— Exercise prompt —
Print out each record below, unaltered and complete, without its images.

— Listed entries —
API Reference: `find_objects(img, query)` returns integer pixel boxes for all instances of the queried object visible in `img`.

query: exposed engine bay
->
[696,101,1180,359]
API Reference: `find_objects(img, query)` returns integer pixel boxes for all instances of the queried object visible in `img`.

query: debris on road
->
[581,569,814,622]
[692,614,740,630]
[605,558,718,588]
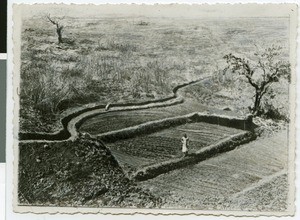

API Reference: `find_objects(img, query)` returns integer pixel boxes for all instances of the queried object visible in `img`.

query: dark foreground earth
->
[18,138,162,208]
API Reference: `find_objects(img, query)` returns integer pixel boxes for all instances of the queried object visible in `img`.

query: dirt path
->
[138,129,288,211]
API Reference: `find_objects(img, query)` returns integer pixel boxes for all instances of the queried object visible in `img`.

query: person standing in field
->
[181,134,189,157]
[105,103,111,111]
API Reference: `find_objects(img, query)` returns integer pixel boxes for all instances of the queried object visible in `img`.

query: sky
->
[16,3,296,19]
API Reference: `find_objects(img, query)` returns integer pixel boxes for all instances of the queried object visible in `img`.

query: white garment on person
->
[105,103,110,111]
[181,137,189,153]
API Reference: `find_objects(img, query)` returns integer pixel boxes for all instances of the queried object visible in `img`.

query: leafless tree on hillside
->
[46,14,64,44]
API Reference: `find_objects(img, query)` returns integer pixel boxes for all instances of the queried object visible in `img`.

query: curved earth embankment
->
[19,77,209,142]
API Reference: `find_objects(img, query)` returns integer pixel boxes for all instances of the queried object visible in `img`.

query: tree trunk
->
[252,89,263,115]
[57,27,63,44]
[46,15,64,44]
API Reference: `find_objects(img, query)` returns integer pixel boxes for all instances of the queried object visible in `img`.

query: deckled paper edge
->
[11,3,298,216]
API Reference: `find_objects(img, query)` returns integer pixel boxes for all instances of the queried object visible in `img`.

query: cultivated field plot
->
[139,130,288,211]
[79,97,240,136]
[106,122,244,172]
[79,110,173,135]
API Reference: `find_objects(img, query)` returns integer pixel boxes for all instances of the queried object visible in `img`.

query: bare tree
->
[223,45,290,116]
[47,14,64,44]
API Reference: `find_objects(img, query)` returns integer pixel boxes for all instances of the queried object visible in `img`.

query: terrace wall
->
[95,112,256,181]
[97,112,255,143]
[131,131,256,181]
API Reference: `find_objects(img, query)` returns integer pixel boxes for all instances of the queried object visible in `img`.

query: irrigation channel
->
[19,76,257,180]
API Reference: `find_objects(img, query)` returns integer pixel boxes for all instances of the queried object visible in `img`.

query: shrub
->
[261,102,289,122]
[137,21,149,26]
[95,39,137,53]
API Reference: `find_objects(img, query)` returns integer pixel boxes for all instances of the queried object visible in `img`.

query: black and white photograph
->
[12,3,297,215]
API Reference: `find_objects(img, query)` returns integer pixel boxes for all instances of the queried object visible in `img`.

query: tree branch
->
[46,14,64,44]
[224,54,259,90]
[245,74,259,90]
[46,14,59,26]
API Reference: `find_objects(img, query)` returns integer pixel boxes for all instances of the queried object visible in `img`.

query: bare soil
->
[18,137,162,208]
[139,129,288,211]
[106,122,243,172]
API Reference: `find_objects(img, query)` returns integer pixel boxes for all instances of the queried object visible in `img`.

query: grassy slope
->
[139,129,288,211]
[183,76,290,118]
[20,16,288,133]
[18,138,162,208]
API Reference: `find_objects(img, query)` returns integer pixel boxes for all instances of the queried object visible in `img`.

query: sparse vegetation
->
[137,20,149,26]
[20,16,195,133]
[20,16,289,133]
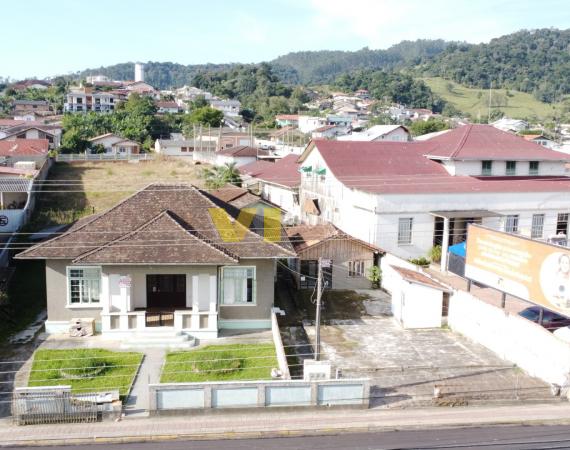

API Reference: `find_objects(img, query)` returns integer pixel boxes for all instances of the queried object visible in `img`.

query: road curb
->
[4,417,570,447]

— Finished task —
API Reference: `find_objects(img, query)` returns integer pixel boxes for all instances of the queried object visible in `img`.

query: exposed engine bay
->
[696,101,1180,359]
API Reference: `find_objects(img, query)` returns integer pixel boxes for all instances of the queried object visible in `img`.

query: debris on road
->
[581,569,814,622]
[692,614,740,630]
[605,558,718,588]

API Reference: `find_objects(img, query)` returns integer pixel boxes for all instances of the queried object visible in `img`.

query: dark foreground earth
->
[18,138,162,208]
API Reference: `find_objects(img, query)` returns integer pixel boxes for all instances of the queried object visible in `img`.

query: dirt path
->
[138,129,288,211]
API Reference: `find_objects(img, query)` returns integer pixel boxes for all instances of the queried object visible in `img`.

query: person standing in field
->
[181,134,189,157]
[105,103,111,111]
API Reference: `find_objects(img, query)` returns integer pixel boxes for all instances of the queried object visible in `img`.

query: sky
->
[16,3,296,19]
API Reference: `find_objects(img, query)` returns integer pixel boxes for all instances of the queried object visible in `img`.

query: white garment on person
->
[105,103,110,111]
[181,137,189,153]
API Reference: `find_objects(img, query)` returns integer pixel boxes for all instances of the queried object visible in `img`.

query: leafless tree on hillside
->
[46,14,64,44]
API Reference: `find_objects(img, query)` returns integer pixel boxes for all instances of the queried object visible in `img`.

query: curved earth embankment
->
[19,77,209,142]
API Reference: `find_objects(img, query)` returns integer pixel boxes for all instances of the queried object visible in `img`.

query: tree trunk
->
[252,89,263,115]
[57,27,63,44]
[46,15,64,44]
API Reference: `find_objects(img, query)` returns integer pixel boxes for all instances of the queried object visible in `img`.

query: deckled paper edge
->
[11,3,298,216]
API Reference: `find_objects(img, query)` returns integer pixel boxes for all instances of the queried object visible in `img`.

query: cultivated field plot
->
[139,130,288,211]
[79,97,240,136]
[106,122,244,172]
[79,110,173,135]
API Reference: `find_objects(img, query)` returns integer pixel boxes for all instances of the queried object visible in `img`.

query: bare tree
->
[223,45,290,116]
[47,14,64,44]
API Reference: `find_objects(img, query)` returns integer pixel boxes for all instances of the queried object visible in `img`.

query: terrace wall
->
[95,112,256,181]
[97,112,255,143]
[131,131,256,181]
API Reference: `find_objects(img, query)` returns integer pixel boxes for all instances of the queried object visible in `img`.

query: irrigation channel
->
[19,76,257,180]
API Reference: `find_objects(img, query)` returns integer pixel boxes for all instances of the queried object visible in `img`.

query: shrub
->
[261,102,289,122]
[137,21,149,26]
[95,39,137,53]
API Reference: `find_objects(img, query)` returns integer pixel boxes for all instances of the queried object visible in `img`.

query: black and white photograph
->
[12,3,297,215]
API Reference: `find_objects(img, query)` returns integer pixel boxes for all instances of the queried object visible in `img`.

query: tree branch
->
[46,14,64,44]
[224,54,259,90]
[245,74,259,90]
[46,14,59,26]
API Reference: `find_objects(img, query)` returns integer pixel boxes for all instances of the queried object visible in `img`.

query: bare soil
->
[18,137,162,208]
[139,129,288,211]
[106,122,243,172]
API Reference: `find_objects(img, query)` returns integer pixel boxes for all instances of the queried object visible in `img`.

query: grassy slope
->
[139,129,288,211]
[183,76,290,118]
[20,16,288,133]
[18,138,162,208]
API Reference: `find_objects(img, query)` returns integer pixel boxes for all instances of the queried object visible in `img`.

query: sparse vegetation
->
[137,20,149,26]
[20,16,195,133]
[20,16,289,133]

API Reference: `find_objects(img, query)` returns integer pixel boxes for all instances of the queried object visible in `img`.

query: road curb
->
[4,417,570,447]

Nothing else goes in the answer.